_Job_
Echo the lines below word for word, from first to last.

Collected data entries
————

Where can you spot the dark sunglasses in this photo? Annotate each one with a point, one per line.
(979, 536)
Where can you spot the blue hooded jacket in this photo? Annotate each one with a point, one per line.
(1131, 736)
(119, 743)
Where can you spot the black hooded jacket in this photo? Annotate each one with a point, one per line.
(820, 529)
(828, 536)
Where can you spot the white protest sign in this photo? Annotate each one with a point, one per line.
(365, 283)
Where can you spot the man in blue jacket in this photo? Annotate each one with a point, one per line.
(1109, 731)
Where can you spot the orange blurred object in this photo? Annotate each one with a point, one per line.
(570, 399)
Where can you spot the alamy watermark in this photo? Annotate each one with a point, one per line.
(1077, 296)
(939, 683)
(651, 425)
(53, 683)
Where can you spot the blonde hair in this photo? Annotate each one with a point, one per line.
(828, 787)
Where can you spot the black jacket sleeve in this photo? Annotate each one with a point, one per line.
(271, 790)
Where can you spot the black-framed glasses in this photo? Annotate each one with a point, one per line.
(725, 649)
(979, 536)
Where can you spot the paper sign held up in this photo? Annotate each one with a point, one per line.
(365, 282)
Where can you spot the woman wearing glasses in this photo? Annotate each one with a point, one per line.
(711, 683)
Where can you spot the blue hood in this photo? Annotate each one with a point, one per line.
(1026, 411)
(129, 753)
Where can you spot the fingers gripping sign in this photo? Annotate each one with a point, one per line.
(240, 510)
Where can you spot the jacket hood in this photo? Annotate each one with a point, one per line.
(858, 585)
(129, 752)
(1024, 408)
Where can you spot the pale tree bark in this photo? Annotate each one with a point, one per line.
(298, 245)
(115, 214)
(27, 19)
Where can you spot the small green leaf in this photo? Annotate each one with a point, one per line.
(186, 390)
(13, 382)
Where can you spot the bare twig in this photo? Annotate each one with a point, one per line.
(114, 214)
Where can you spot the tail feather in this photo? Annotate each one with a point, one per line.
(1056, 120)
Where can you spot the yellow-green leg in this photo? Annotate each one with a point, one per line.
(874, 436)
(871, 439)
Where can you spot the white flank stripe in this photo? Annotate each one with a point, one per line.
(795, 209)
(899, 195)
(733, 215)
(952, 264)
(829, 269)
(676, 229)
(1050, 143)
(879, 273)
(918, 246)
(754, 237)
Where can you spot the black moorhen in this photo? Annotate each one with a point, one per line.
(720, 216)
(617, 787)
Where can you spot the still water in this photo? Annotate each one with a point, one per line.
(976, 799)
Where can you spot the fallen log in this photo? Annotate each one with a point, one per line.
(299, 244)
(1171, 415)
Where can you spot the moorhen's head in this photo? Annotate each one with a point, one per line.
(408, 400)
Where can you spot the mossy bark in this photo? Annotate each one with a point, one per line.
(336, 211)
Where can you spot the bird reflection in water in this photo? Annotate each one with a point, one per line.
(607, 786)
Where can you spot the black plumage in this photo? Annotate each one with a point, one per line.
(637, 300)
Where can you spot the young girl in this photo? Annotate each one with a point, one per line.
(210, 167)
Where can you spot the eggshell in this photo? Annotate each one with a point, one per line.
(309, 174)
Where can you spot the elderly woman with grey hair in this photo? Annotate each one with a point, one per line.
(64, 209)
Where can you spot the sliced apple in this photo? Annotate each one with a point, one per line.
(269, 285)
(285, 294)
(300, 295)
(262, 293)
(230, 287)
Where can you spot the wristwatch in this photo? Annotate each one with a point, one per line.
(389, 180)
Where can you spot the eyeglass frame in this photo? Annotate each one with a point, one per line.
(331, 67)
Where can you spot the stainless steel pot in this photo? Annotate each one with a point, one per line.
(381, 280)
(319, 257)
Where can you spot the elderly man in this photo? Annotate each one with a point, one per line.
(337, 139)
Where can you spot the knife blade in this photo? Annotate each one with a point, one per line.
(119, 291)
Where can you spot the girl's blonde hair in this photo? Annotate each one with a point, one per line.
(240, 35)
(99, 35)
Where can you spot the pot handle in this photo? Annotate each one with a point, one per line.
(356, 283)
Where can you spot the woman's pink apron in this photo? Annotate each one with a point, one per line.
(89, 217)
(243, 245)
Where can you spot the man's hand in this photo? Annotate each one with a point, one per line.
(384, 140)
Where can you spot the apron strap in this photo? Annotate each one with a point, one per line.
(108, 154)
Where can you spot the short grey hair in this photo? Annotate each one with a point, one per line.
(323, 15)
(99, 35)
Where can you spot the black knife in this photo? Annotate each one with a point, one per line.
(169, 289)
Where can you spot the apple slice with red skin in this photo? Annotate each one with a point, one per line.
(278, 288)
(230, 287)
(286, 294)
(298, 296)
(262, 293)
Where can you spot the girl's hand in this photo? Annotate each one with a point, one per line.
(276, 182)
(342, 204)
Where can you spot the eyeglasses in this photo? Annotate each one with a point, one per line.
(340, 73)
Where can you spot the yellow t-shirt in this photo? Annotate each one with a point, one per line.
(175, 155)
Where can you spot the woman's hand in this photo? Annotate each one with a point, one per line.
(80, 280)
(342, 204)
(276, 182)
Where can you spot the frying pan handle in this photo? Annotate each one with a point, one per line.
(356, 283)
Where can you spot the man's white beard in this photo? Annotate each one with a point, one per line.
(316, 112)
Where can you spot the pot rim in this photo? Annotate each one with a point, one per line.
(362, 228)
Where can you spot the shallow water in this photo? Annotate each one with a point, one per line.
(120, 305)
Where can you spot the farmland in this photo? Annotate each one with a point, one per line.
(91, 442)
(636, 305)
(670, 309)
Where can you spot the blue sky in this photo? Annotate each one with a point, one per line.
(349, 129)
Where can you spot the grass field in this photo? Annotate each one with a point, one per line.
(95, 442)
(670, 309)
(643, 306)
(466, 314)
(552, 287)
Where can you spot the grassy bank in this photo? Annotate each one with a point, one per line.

————

_Finished task_
Where can you spot the dark sunglasses in this photo? Annotate each one with a point, one per line.
(979, 536)
Where can you spot the blue hooded jacket in this photo? Annotate each one with a point, one per line.
(1131, 736)
(119, 743)
Where can you spot the black hooded jacket in this photo? Annotate each one with a point, one per line.
(820, 529)
(828, 536)
Where can you spot the white protest sign in this photo? Annotate each one with a point, one per line.
(365, 283)
Where can you spot the man in blue jacket in this photo? Annotate each one with a point, one per line.
(1109, 731)
Where can you spot the orange blurred object in this photo? Annotate each one with a point, one per line.
(570, 399)
Where can you spot the alamy watermark in this photo? Annotate each one with a point, one per line.
(1077, 296)
(939, 683)
(651, 425)
(53, 683)
Where can you spot the blonde hair in this photo? Annotate each one with a point, one per line.
(828, 787)
Where can you spot the black jacket sleeve in this photo? Annotate each one with a point, one per line.
(271, 790)
Where can you spot the black-framed glasses in this photo? Annotate each one with a point, one per line.
(725, 649)
(979, 536)
Where can you spot the paper sign held up in this photo? Annotate each one with a point, one per line.
(365, 282)
Where can you spot the woman wearing glasses in this photo? Annotate each one with a point, one per line.
(711, 683)
Where can you spot the blue hood in this photo? Annotate each one with a point, one per line.
(1026, 411)
(129, 753)
Where can you spot the fingers gripping sign in this photo? Annotate each one with a point, one per line.
(240, 510)
Where can you spot the jacket hood in this photo? Annotate each one with a point, one per line.
(858, 585)
(129, 752)
(1024, 408)
Where can you spot the pale tree bark in this photo? Annotate each one with a point, one per line.
(298, 245)
(115, 214)
(27, 19)
Where can you spot the small green leaf in this photo? Annotate each one with a point, one per line.
(186, 390)
(13, 382)
Where can you spot the bare twig in this photo? Annotate each one with a point, one per line.
(114, 214)
Where can you spot the tail feather in this photo? Annotate each one with a point, one per line.
(1056, 120)
Where can you spot the yellow-green leg in this photo? Annotate each one with a point, one per line.
(874, 436)
(871, 439)
Where can you spot the white flank stripe in this photo? Annotate each one with a point, one per line.
(795, 209)
(899, 195)
(733, 215)
(952, 264)
(829, 269)
(676, 229)
(1050, 143)
(879, 273)
(918, 246)
(754, 237)
Where can you spot the black moorhen in this photo? Annotate each one with a point, one per line.
(720, 216)
(617, 787)
Where can you spot the still water in this photo? Annotate each one with a point, one per line.
(976, 799)
Where can you spot the fallen log in this photo? Annotate each one with a point, one per line.
(299, 244)
(1171, 415)
Where can you spot the moorhen's head in this photo? Annotate each one with a point, one per line.
(408, 400)
Where can you spot the mossy bark in this photo? Annotate each one with a point, one per line.
(336, 211)
Where can you spot the bird reflection in water in this photo? Annotate each one with a point, one per line.
(607, 786)
Where can you spot the black plumage in this photo? Annotate each one with a point, one per line.
(637, 300)
Where can you spot the young girl in this photo? Annotate each one with a point, one per line.
(210, 167)
Where can you spot the eggshell in this photo? Annotate each one with a point, one per line.
(309, 174)
Where can you spot the elderly woman with grey hair in this photo? Annotate each one with a point, one per line.
(64, 209)
Where can you spot the sliced apple in this photo? Annotate each one with a point, one per line.
(269, 285)
(285, 294)
(300, 295)
(262, 293)
(230, 287)
Where can you spot the wristwatch in this photo? Annotate each one with a point, one per line.
(389, 180)
Where can you spot the eyeglass frame in this photo? Annotate each one with a point, one per line.
(331, 67)
Where can you spot the stainless steel pot in this photo? Annotate each one with a point, one per line.
(381, 280)
(319, 257)
Where can you spot the elderly man in this photo? Annotate each one with a point, one per line.
(337, 139)
Where can you spot the knife blade in this photo? Annotate each one with a point, one per line.
(119, 291)
Where can you spot the girl's blonde hair in this photo? Annotate each one with a point, one per line.
(240, 35)
(99, 35)
Where can you spot the pot handle in this photo? Annotate each one with a point, one per line.
(356, 283)
Where can you spot the woman's pink apron in this photo? Annotate each one with a point, one per line.
(89, 217)
(243, 245)
Where can you spot the man's hand in this photo? Annotate each one with a point, one per line.
(384, 140)
Where can you spot the apron strap in this photo? Annotate each one with a point, one per line.
(108, 154)
Where can you spot the short grey hair in this photo? Annotate each one with a point, one per line.
(323, 15)
(99, 35)
Where can you spot the black knife in this photo? Annotate each one with a point, one per line.
(169, 289)
Where can you spot the apple slice with red skin in this photo? Annotate each one with a point, one per line.
(278, 288)
(230, 287)
(286, 294)
(298, 296)
(262, 293)
Where can you spot the girl's hand in this photo? Annotate each one with a point, one per line.
(276, 182)
(342, 204)
Where can you spot the eyeglasses in this photo? Annotate each one with a point, one per line.
(340, 73)
Where can you spot the yellow t-shirt in this photo? Annotate each one with a point, one per line.
(175, 155)
Where can you spot the woman's hand in this photo? Annotate each one with a point, one per line.
(80, 280)
(342, 204)
(276, 182)
Where can you spot the frying pan handle in this photo? Annotate each one with a point, one per line.
(356, 283)
Where can you spot the man's white beard in this photo? Annotate each one with a point, one per line.
(316, 112)
Where can you spot the pot rim in this photo? Annotate each one with a point, one per line.
(362, 228)
Where can you spot the shallow water in this photo? Annotate each one with a point, one per line.
(120, 305)
Where can you spot the farmland in this photo? Annotate each one with a point, one per line.
(91, 442)
(636, 305)
(670, 309)
Where can you spot the blue sky in this photo? Annotate each one with a point, one per line.
(349, 129)
Where can you spot the grass field in this photo? Annotate each one with a point, one per line.
(95, 442)
(670, 309)
(643, 306)
(466, 314)
(552, 287)
Where can you spot the grassy bank in this photo? Annotate each one with a point, one per line.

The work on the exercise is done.